EXTRACT TO READ>
◇ ◇ ◇ ◇ ◇

Nichimen Corporation History
1-23, Shiba 4-chome
Telephone: (03) 5446-1111
Fax: (03) 5446-1010
Incorporated: 1892 as Nippon Menka Kaisha
Sales: ¥3.89 trillion (US $31.35 billion) (1997)
Stock Exchanges: Tokyo Osaka Nagoya Kyoto
SICs: 6799 Investors, Not Elsewhere Classified
Nichimen Corporation, a member of The Sanwa Bank group, is one of Japan's largest general trading companies, known as sogo shosha. The company manages overseas offices in 93 cities worldwide and divides its operations into the following groups: machinery; metals and construction; chemicals, plastics, and energy; textiles; and foodstuffs, lumber, and general merchandise. Nichimen, like other general trading companies, deals globally with a wide variety of product lines, through a large number of domestic and overseas branches concentrating on both import and export. In addition, the company organizes business ventures, often supplying technology and machinery as well as creating markets for the finished products.
First Formation of General Trading Companies in Late 19th Century
General trading companies made their first appearance during the Meiji empire, that lasted from 1868 to 1912. They were formed at the request of the government, which wanted to end the 200-year economic isolation that had characterized the preceding Tokugawa shogunate. Soon after their rise to power, the Meiji rulers noted that their external trade was in the control of foreigners; that international trade regulations, as well as foreigners' languages and cultural backgrounds were unfamiliar to most of the Japanese business community; and that even domestic documents had to be passed through foreign hands. To eradicate such foreign domination, the government invited a few large, experienced holding companies to organize subsidiaries capable of introducing modern business practices and technology to Japan.

◇ ◇ ◇ ◇ ◇

EXERCISES TO COMPLETE>
A) Reproduce the entries word for word, starting at the line that contains "The component shall place one marker per instance of the man's" and ending with the final line of the entries.
B) Carry on the Nichimen Corporation history from its last sentence.

EXERCISE INPUT>
◇ ◇ ◇ ◇ ◇

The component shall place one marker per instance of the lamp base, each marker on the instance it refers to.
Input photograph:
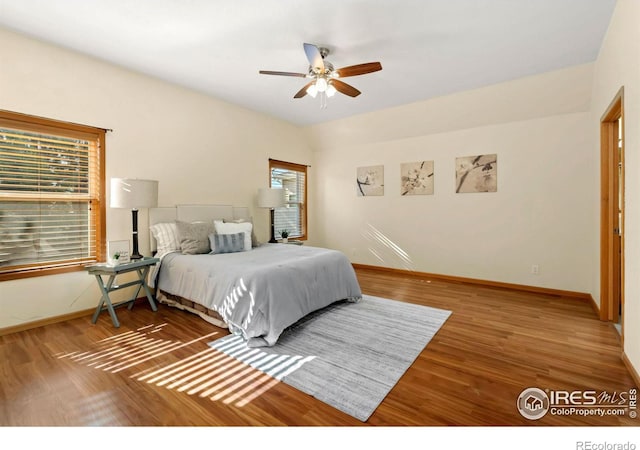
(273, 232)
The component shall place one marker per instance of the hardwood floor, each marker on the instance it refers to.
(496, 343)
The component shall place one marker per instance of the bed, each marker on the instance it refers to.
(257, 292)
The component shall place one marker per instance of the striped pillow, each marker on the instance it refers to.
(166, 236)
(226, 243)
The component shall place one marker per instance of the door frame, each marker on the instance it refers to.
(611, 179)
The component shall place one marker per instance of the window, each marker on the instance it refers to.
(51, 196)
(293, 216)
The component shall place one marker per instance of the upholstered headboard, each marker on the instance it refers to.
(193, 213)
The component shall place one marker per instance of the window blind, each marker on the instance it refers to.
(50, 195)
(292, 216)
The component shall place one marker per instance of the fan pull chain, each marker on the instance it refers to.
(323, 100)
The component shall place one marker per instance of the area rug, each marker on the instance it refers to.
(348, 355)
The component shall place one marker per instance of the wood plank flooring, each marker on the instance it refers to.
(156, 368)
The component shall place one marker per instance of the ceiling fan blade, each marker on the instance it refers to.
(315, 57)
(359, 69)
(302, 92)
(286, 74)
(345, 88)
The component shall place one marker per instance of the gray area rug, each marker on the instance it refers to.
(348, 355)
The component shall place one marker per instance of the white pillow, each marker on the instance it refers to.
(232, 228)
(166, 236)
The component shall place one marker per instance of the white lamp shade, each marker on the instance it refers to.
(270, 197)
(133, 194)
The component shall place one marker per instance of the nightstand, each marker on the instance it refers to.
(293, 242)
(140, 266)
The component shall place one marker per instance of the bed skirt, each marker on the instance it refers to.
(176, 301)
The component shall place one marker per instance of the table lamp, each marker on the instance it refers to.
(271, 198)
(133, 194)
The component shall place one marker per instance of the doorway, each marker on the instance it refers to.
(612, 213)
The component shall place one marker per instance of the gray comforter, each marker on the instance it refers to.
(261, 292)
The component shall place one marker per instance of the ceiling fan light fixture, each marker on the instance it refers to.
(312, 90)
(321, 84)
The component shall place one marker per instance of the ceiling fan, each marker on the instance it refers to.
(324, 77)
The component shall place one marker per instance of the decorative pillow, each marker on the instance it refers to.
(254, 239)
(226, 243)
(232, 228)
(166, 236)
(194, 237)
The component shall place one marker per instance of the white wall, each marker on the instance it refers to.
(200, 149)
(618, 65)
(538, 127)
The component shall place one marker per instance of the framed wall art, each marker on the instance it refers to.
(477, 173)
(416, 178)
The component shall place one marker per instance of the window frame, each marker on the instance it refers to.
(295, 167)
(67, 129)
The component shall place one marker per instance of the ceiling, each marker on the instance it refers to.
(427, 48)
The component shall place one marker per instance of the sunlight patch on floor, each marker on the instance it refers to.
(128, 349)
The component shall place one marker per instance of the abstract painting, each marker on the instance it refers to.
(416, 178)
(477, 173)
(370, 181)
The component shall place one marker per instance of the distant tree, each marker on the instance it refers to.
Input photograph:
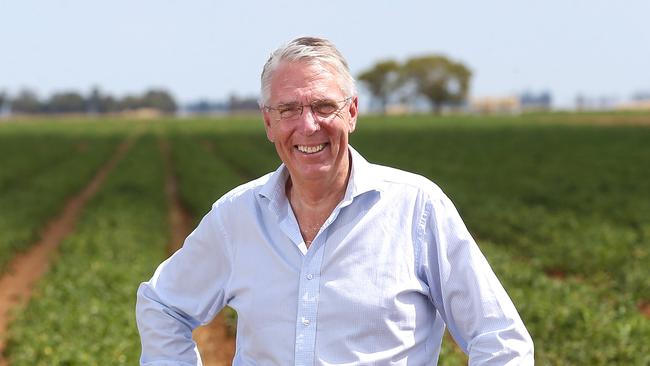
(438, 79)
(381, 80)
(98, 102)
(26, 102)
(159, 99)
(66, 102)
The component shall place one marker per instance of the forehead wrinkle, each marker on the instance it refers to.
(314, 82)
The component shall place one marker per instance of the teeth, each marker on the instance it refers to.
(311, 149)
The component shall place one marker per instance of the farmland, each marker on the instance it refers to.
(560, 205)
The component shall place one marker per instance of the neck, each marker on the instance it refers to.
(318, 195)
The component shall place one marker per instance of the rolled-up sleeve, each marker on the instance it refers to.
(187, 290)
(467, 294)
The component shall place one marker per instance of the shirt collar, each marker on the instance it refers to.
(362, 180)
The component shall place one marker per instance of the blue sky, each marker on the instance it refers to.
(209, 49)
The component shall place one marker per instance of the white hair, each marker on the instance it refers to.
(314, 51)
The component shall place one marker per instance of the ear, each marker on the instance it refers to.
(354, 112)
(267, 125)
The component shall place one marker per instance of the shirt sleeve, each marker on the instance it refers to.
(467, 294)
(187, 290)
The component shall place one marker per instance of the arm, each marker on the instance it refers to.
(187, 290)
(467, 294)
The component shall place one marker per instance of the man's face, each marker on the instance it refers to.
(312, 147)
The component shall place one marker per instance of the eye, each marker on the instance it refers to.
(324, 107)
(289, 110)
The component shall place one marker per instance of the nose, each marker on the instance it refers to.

◇ ◇ ◇ ◇ ◇

ANSWER LIST>
A)
The component shall place one marker per instance of the man's face, each marker on the instance it refers to.
(312, 147)
The component shall place one marker per instance of the eye, each marker on the instance it refers to.
(324, 107)
(289, 110)
The component shall place one marker per instance of the nose, each marker on the instance it refers to.

B)
In the World War I years, these holding companies came to be known as zaibatsu (wealthy groups). They were family-controlled industrial and financial groups, which were classified as combinations of different companies dealing in goods and services as diverse as banking, shipping, and trading.
By the 1890s, the modernization program had transformed the Japanese economy, and the country's entrepreneurs were ready for international ventures. First to enter the arena was the cotton trade. In earlier times, merchants had sold handspun cotton and hand-woven cloth. In Europe and the United States, machine-made textiles had been produced for some years. At the dawn of the Meiji era, the foreign merchants lost no time in signing commercial treaties with Japan, so that they could export large quantities of textiles and cottons into Japan. This practice soon threatened the domestic cotton industry, which met the challenge in part by establishing its own spinning mills, though supplies of domestic raw cotton were still meager.
Founded to Trade Cotton in 1892
It was in this business climate that Nippon Menka Kaisha (Japan Cotton Company) was established in 1892 by Japanese cotton spinners and merchants. The company's capital in 1892 was ¥100,000, increasing tenfold over the following decade under the directorship of Kita Matazo, a legendary entrepreneur.
Nippon Menka initially imported cotton through exclusive foreign agents. The company gradually started opening its own foreign offices, however. Victory in the Russo-Japanese War in 1905 brought new foreign export markets in Korea and China, and in Manchuria, where the company also started spinning factories and cotton-ginning operations. Nippon Menka opened a Shanghai branch in 1903 and another in Hankow the following year, to export to China the cotton yarn produced by the rapidly expanding Japanese spinning industry. Now a large company with several overseas locations, it also was able to start trading between foreign offices, establishing Menka Gesellschaft in Bremen, Germany, and doing routine business in Liverpool, in London, and in Milan. By 1910 the company even established a U.S. subsidiary called the Japan Cotton Company in Fort Worth, Texas, to give Nippon Menka a gateway to the raw cotton trade.
The World War I years spurred company efforts even further. As European countries with more pressing priorities stopped exporting their wares, Japanese products gained popularity. Seizing the moment, the trading companies began to use their growing expertise to diversify their product lines, increase their markets for raw materials, and invest larger amounts in manufacturing operations.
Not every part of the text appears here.